▶ _Passage given_:
--- BEGIN ---
[Date Prev][Date Next][Thread Prev][Thread Next][Date Index][Thread Index]
RE: Data storage, data exchange, data manipulation

From: Nicolas LEHUEN <nicolas.lehuen@ubicco.com>
To: 'Jonathan Borden' <jborden@mediaone.net>
Date: Fri, 29 Jun 2001 18:33:48 +0200
 

-----Message d'origine-----
De : Jonathan Borden [mailto:jborden@mediaone.net]
Envoye : vendredi 29 juin 2001 15:32
A : Nicolas LEHUEN
Cc : xml-dev@lists.xml.org
Objet : RE: Data storage, data exchange, data manipulation 



Nicolas LEHUEN wrote: 

> 
> I don't think a node-labeled tree (the XML model is a tree, more 
> restricted than a graph) structure can model all kind of data 
> easily and efficiently. 

There is a wealth of discussion on representing graphs in XML. Techniques 
include ID/IDREF, XLink/XPointer, RDF, TM etc, etc. The easy and efficient 
part depends on the implementation. 

Agreed, you can represent graphs in XML using tricks. That's perfectly what
i meant by 'easy and efficient' : to store a graph, it's better to use a
database that can store graphs natively than to use  tricks and store it in
an XML or relational database. I *do* worry about the implementation,
because that's what I need, not mathematical proofs of data structures
equivalence.

 > 
> So I believe there is a whole set of problems that will benefit 
> from XML databases (which are I believe based on the hierarchical 
> database model*, maybe Mike can confirm/infirm). The storage, 
> indexation and querying of a set of document-oriented data is a 
> good example. 

Similarly there is a lot of work on XML 'enabling' of relational databases.
--- END ---
▶ _Raw records_:
--- BEGIN ---
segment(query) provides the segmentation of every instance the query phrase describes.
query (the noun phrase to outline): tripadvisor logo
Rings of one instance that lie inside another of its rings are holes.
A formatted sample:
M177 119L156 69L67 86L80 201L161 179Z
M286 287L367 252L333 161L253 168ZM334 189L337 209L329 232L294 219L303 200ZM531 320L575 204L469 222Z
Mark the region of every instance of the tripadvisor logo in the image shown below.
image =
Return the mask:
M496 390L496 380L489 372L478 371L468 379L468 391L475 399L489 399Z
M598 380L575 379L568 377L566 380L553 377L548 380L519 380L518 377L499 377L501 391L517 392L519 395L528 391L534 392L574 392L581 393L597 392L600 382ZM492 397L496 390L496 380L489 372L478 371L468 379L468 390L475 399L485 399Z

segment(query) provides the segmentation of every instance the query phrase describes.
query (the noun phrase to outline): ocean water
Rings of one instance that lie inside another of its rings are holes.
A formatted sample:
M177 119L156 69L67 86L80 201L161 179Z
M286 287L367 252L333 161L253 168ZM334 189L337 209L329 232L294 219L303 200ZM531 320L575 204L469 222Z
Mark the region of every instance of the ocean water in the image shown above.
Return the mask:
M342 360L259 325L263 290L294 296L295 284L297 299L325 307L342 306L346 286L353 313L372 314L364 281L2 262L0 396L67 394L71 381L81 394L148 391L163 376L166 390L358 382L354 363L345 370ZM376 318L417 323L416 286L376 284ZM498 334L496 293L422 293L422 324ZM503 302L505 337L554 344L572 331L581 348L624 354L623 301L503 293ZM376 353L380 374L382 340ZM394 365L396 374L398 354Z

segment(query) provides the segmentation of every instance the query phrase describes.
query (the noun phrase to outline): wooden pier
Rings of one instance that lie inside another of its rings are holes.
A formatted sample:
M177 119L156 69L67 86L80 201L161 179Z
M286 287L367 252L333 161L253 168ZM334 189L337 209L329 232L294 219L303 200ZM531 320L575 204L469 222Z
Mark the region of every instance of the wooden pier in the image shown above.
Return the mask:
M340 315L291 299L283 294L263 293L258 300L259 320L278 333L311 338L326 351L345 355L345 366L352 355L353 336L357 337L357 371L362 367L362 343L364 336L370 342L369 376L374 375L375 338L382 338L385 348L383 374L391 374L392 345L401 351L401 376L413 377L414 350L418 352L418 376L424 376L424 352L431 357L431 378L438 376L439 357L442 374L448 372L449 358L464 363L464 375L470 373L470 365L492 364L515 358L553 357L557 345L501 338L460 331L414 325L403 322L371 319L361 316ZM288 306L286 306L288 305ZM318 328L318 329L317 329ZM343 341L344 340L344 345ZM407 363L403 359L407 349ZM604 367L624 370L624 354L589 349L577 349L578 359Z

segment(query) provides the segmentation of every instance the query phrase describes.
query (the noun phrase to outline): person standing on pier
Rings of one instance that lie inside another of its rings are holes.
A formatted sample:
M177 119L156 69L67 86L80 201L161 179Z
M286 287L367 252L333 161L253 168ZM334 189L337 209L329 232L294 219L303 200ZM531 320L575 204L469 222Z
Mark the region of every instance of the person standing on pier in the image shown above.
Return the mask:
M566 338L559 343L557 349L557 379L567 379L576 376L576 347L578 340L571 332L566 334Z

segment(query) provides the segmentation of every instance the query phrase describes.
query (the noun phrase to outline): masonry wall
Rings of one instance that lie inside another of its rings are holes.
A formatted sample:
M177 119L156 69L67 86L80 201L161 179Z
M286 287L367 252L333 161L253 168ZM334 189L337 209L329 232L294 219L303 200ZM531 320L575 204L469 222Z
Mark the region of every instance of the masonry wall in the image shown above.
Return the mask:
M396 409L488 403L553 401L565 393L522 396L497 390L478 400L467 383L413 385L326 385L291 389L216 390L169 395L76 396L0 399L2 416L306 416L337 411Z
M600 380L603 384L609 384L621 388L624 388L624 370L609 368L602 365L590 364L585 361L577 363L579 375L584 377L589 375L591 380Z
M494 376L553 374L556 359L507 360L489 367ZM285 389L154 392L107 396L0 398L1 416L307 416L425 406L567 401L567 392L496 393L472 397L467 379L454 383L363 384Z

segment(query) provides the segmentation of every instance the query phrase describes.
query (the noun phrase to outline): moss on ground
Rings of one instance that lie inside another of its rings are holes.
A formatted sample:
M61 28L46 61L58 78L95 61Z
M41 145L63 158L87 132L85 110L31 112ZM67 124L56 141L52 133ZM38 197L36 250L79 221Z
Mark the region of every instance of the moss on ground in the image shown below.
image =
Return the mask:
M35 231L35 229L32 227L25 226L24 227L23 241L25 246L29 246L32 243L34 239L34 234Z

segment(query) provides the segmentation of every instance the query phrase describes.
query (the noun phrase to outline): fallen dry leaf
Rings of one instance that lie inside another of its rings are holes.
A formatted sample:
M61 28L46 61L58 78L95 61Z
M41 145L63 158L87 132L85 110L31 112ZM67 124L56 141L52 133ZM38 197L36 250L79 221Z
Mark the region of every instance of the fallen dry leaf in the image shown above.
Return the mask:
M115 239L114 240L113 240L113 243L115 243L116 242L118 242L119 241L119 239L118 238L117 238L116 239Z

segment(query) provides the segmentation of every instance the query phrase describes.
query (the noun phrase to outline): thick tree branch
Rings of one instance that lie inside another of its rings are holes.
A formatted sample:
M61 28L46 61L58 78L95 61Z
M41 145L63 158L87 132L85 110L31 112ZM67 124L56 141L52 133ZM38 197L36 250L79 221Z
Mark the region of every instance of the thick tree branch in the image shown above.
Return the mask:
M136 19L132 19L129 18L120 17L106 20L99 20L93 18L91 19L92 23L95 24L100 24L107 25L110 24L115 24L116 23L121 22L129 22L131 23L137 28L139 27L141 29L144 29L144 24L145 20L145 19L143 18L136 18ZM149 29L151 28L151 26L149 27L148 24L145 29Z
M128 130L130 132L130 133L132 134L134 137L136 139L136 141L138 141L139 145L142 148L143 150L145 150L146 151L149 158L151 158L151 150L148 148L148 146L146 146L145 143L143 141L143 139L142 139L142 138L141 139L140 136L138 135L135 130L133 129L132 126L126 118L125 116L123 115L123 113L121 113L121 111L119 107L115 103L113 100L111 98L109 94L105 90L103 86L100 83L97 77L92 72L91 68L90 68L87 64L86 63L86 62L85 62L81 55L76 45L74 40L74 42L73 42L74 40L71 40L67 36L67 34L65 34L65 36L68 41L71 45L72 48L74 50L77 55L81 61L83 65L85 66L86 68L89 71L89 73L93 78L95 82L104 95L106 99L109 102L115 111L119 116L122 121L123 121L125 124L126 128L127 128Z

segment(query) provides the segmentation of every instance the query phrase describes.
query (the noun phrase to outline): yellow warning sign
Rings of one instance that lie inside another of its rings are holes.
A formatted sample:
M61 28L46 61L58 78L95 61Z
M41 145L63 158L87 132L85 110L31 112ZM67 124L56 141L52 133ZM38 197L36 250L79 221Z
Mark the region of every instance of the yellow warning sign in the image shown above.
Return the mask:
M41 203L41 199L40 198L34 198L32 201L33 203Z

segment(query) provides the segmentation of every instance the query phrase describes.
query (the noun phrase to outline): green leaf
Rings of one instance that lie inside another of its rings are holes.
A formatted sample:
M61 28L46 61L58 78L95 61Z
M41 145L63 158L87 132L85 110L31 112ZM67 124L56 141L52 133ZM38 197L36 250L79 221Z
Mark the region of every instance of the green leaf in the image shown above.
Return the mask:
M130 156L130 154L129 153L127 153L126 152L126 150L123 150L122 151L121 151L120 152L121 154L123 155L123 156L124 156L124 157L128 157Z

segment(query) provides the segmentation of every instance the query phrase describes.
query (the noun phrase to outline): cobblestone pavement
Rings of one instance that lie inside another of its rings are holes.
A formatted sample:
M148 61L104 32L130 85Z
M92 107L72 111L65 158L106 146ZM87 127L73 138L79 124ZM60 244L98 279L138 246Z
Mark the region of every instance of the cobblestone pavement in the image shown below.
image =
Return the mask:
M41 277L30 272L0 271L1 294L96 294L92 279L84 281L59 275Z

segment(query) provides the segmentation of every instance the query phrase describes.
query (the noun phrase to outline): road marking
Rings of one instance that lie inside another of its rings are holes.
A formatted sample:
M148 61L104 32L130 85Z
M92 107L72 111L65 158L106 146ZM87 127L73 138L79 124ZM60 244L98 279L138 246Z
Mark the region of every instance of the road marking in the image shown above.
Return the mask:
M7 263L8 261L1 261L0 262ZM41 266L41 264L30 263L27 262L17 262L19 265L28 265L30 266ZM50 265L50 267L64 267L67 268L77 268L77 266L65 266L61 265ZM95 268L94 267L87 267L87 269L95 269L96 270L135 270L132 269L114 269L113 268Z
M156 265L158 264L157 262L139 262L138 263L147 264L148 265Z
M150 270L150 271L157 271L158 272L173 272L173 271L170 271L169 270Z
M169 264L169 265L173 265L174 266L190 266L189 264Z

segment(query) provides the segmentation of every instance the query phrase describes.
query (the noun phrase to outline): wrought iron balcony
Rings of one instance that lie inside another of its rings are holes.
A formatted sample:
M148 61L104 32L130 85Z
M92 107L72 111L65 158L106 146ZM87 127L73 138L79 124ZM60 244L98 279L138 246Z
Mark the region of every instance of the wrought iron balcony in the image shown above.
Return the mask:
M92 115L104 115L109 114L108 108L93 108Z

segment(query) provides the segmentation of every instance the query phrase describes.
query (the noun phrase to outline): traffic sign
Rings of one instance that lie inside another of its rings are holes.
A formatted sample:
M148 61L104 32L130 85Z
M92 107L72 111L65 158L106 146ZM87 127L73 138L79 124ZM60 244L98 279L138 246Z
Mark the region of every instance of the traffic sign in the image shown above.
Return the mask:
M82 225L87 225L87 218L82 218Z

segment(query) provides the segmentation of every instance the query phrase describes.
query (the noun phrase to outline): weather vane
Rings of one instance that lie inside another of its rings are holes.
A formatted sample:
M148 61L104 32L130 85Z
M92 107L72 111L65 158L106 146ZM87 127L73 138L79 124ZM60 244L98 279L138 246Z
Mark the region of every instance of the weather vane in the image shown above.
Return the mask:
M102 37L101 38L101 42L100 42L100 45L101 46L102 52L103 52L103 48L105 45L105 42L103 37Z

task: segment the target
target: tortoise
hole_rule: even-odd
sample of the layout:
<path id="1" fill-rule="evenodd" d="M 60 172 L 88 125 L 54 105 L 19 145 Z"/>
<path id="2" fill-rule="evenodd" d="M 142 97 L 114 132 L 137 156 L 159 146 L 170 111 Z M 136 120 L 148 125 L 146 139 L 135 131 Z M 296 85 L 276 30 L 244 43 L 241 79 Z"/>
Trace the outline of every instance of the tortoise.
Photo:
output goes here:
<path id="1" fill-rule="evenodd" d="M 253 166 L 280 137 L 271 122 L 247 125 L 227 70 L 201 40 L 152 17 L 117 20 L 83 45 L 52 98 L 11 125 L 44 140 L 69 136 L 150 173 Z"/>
--- END ---
▶ _What this task involves_: Continue the mailing-list message about storing data in XML databases, picking up after its final sentence.

▶ _Response for this exercise_:
Right, and some part of this work tackles with how to represent a
hierarchical data structure on a relational database (whereas a hierarchical
DB does not have the problem). Another part of this work is how to exchange
data between relational databases storing relational data and other systems
using XML, and that is much more interesting.

> 
> But XML databases isn't or (won't) be a revolution, blasting all 
> other storage models. We could even say that the XML database 
> model is just a come back of the hierarchical model that was 
> supposedly "killed" by the relational model back in the 80s. I 
> don't think XML databases are the "next thing". 

If we forget hype and terminology, there *is* real work being done on the 
XML Query Model and XML Query languages. One needs to distinguish between a 
query model and an internal representation. 

Does implementing a XML view of the inner data, and implementing XML Query
to build/manipulate this view, makes a database an XML database ? I think
it's possible to do so whatever the underlying data model is. The internal
data model can be much richer than a hierarchical one, while still retaining
a hierarchical view as its external interface. This way, you could use a
consistent XML interface to query any kind of data, be it hierarchical or
not, and yes, the works on XML Query would be of highest interest.

However, I don't think we can reduce all data structures down to the
hierarchical model. Again, I'm not telling the hierarchical model is bad. I
think it perfectly suits a class of problems, and doesn't suit the rest,
like all data models. History has proven this.

I agree with you, let's forget the assumption XML Query => XML storage. XML
and XML Query is an opportunity to get a consistent system to build views on
underlying databases, independently of the fact that they are hierarchical,
relational of object based. So why not open the game to RDBMS and ODBMS
vendors ?

> ...AFAIK, the only ways a computer 
> can exchange data with a human being are serial, and I feel that 
> hierarchised text or speeches are the highest form of structured, 
> serialized data that we can understand. 

actually humans are not limited to serial data formats, e.g. images and 
voice which is interpreted by humans in a nonlinear, non serial fashion.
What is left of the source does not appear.